GOAL OF THE EXERCISE:
Produce an exact copy of all the records.

=== MATERIAL TO PROCESS ===

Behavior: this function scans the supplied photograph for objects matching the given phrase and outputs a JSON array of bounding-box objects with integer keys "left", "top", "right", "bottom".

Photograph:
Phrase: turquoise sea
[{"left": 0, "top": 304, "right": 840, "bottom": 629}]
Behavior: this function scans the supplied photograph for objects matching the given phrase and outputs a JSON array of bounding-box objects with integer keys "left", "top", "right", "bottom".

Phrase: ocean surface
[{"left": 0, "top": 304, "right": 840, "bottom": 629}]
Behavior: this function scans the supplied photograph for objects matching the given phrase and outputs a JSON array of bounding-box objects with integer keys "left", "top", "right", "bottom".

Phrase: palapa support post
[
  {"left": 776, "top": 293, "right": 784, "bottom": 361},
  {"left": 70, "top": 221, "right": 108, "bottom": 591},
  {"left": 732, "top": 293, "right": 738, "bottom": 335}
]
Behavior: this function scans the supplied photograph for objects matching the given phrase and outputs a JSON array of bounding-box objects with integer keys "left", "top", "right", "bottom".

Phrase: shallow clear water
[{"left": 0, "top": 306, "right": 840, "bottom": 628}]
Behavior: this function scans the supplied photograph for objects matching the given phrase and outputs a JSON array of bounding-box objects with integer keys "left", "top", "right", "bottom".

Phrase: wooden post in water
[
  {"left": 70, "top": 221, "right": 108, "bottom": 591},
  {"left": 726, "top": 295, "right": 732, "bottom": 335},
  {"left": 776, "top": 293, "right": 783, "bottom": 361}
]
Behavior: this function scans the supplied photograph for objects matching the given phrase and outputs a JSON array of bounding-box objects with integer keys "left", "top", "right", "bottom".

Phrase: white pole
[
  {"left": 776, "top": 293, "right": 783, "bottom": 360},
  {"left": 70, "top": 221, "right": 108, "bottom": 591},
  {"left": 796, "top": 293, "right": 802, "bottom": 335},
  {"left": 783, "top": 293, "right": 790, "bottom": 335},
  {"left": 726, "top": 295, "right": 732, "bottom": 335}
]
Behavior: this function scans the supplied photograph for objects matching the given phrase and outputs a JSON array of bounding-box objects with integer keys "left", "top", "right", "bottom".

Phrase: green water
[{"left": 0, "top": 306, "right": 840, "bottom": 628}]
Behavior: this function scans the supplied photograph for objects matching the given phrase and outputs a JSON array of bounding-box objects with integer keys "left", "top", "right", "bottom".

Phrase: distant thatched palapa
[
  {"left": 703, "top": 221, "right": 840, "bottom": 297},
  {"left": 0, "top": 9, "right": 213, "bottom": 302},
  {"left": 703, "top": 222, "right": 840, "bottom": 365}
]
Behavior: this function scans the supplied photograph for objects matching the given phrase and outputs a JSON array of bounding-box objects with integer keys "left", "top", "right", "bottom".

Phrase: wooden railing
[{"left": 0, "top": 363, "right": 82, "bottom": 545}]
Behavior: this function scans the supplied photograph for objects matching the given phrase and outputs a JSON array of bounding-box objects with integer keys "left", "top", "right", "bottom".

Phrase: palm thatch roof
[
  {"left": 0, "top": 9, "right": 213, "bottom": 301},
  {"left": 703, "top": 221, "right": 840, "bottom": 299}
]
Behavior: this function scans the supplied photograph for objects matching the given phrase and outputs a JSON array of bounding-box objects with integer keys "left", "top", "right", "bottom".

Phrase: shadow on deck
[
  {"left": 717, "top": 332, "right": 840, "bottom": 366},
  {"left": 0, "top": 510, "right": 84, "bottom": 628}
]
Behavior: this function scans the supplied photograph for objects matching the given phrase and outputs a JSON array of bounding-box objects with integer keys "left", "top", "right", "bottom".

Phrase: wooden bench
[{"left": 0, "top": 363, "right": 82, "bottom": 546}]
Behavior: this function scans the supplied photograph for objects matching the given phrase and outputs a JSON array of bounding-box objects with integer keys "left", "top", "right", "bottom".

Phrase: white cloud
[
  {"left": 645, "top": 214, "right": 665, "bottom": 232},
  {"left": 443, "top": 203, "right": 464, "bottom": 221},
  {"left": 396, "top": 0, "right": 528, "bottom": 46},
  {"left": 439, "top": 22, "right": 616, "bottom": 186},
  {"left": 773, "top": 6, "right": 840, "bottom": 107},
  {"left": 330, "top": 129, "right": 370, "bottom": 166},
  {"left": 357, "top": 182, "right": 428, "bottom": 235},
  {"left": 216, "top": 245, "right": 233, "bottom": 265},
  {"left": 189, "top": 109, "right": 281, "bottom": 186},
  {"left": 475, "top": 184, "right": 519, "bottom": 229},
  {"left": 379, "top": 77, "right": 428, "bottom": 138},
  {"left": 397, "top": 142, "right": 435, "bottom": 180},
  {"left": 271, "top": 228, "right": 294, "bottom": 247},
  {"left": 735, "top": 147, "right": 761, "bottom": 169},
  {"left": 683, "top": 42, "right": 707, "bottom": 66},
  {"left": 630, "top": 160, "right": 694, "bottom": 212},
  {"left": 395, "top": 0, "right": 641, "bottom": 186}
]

===

THE RESULT:
Behavior: this function scans the supplied photograph for objects matching the given phrase and outputs a JSON array of bounding-box objects with integer keys "left", "top", "right", "bottom".

Photograph:
Phrase: turquoise sea
[{"left": 0, "top": 304, "right": 840, "bottom": 629}]
Behavior: this function scans the supplied photograph for objects matching the given phrase and outputs a JSON array of bounding-box objects with integer keys "left", "top", "right", "bottom".

Phrase: ocean surface
[{"left": 0, "top": 304, "right": 840, "bottom": 629}]
Behavior: this function scans the supplied photograph for objects matching the given phrase and outputs a JSON array of bounding-box objects with integer keys "left", "top", "right", "bottom".

Phrase: palapa support post
[
  {"left": 776, "top": 293, "right": 784, "bottom": 361},
  {"left": 70, "top": 221, "right": 108, "bottom": 591},
  {"left": 732, "top": 293, "right": 738, "bottom": 335}
]
Behavior: this function scans the supplied photograph for objects matching the given phrase and outputs a JSON array of bounding-box objects with integer keys "left", "top", "right", "bottom".

Phrase: shallow clear water
[{"left": 0, "top": 306, "right": 840, "bottom": 628}]
Behavior: this function scans the supplied photograph for objects matching the given phrase and outputs a JSON array of bounding-box objects with integer keys "left", "top", "right", "bottom".

Phrase: wooden post in water
[
  {"left": 70, "top": 221, "right": 108, "bottom": 591},
  {"left": 726, "top": 295, "right": 732, "bottom": 335},
  {"left": 776, "top": 293, "right": 783, "bottom": 361}
]
Behavior: this function scans the supplied photograph for objects matching the given phrase and outputs a JSON array of bounding-box objects with integer keys "left", "top", "right", "bottom".

Phrase: white pole
[
  {"left": 776, "top": 293, "right": 783, "bottom": 360},
  {"left": 70, "top": 221, "right": 108, "bottom": 591},
  {"left": 796, "top": 293, "right": 802, "bottom": 335},
  {"left": 783, "top": 293, "right": 790, "bottom": 335},
  {"left": 726, "top": 295, "right": 732, "bottom": 335}
]
Behavior: this function scans the supplied photograph for objects matching the given phrase and outputs a JSON array of bounding-box objects with integer keys "left", "top", "right", "bottom".

Phrase: green water
[{"left": 0, "top": 306, "right": 840, "bottom": 628}]
Behavior: this function scans the supplied photograph for objects matching the given phrase and outputs a JSON array of bounding-box objects with integer keys "left", "top", "right", "bottom".

Phrase: distant thatched palapa
[
  {"left": 703, "top": 221, "right": 840, "bottom": 297},
  {"left": 0, "top": 9, "right": 213, "bottom": 302},
  {"left": 703, "top": 222, "right": 840, "bottom": 365}
]
Behavior: this function scans the supplied photograph for objects matching the given phrase and outputs a JSON array of bounding-box objects with integer keys "left", "top", "right", "bottom".

Phrase: wooden railing
[{"left": 0, "top": 363, "right": 82, "bottom": 545}]
Behavior: this function scans the supplied photograph for objects matching the given phrase and outputs a JSON array of bounding-box objects with integer keys "left", "top", "right", "bottom".

Phrase: palm thatch roof
[
  {"left": 0, "top": 9, "right": 213, "bottom": 301},
  {"left": 703, "top": 221, "right": 840, "bottom": 299}
]
Behavior: this function scans the supplied photograph for objects matching the given phrase and outputs a JSON array of bounding-box objects with integer keys "left", "top", "right", "bottom".

Phrase: shadow on deck
[
  {"left": 717, "top": 332, "right": 840, "bottom": 366},
  {"left": 0, "top": 510, "right": 84, "bottom": 628}
]
Behavior: this function scans the supplied photograph for objects matching the given phrase and outputs a JSON array of bounding-box objects with integer keys "left", "top", "right", "bottom".

Phrase: wooden bench
[{"left": 0, "top": 363, "right": 82, "bottom": 546}]
Behavior: this function scans the supplied photograph for objects matching the given phrase and outputs a JSON array of bounding-box objects with integer keys "left", "top", "right", "bottom".

Phrase: white cloud
[
  {"left": 645, "top": 214, "right": 665, "bottom": 232},
  {"left": 443, "top": 203, "right": 464, "bottom": 221},
  {"left": 396, "top": 0, "right": 528, "bottom": 46},
  {"left": 439, "top": 22, "right": 616, "bottom": 186},
  {"left": 773, "top": 6, "right": 840, "bottom": 107},
  {"left": 330, "top": 129, "right": 370, "bottom": 166},
  {"left": 357, "top": 182, "right": 428, "bottom": 235},
  {"left": 216, "top": 245, "right": 233, "bottom": 265},
  {"left": 189, "top": 109, "right": 281, "bottom": 186},
  {"left": 475, "top": 184, "right": 519, "bottom": 229},
  {"left": 379, "top": 77, "right": 428, "bottom": 138},
  {"left": 397, "top": 142, "right": 435, "bottom": 180},
  {"left": 271, "top": 228, "right": 294, "bottom": 247},
  {"left": 735, "top": 147, "right": 761, "bottom": 169},
  {"left": 683, "top": 42, "right": 707, "bottom": 66},
  {"left": 630, "top": 160, "right": 694, "bottom": 212},
  {"left": 395, "top": 0, "right": 641, "bottom": 186}
]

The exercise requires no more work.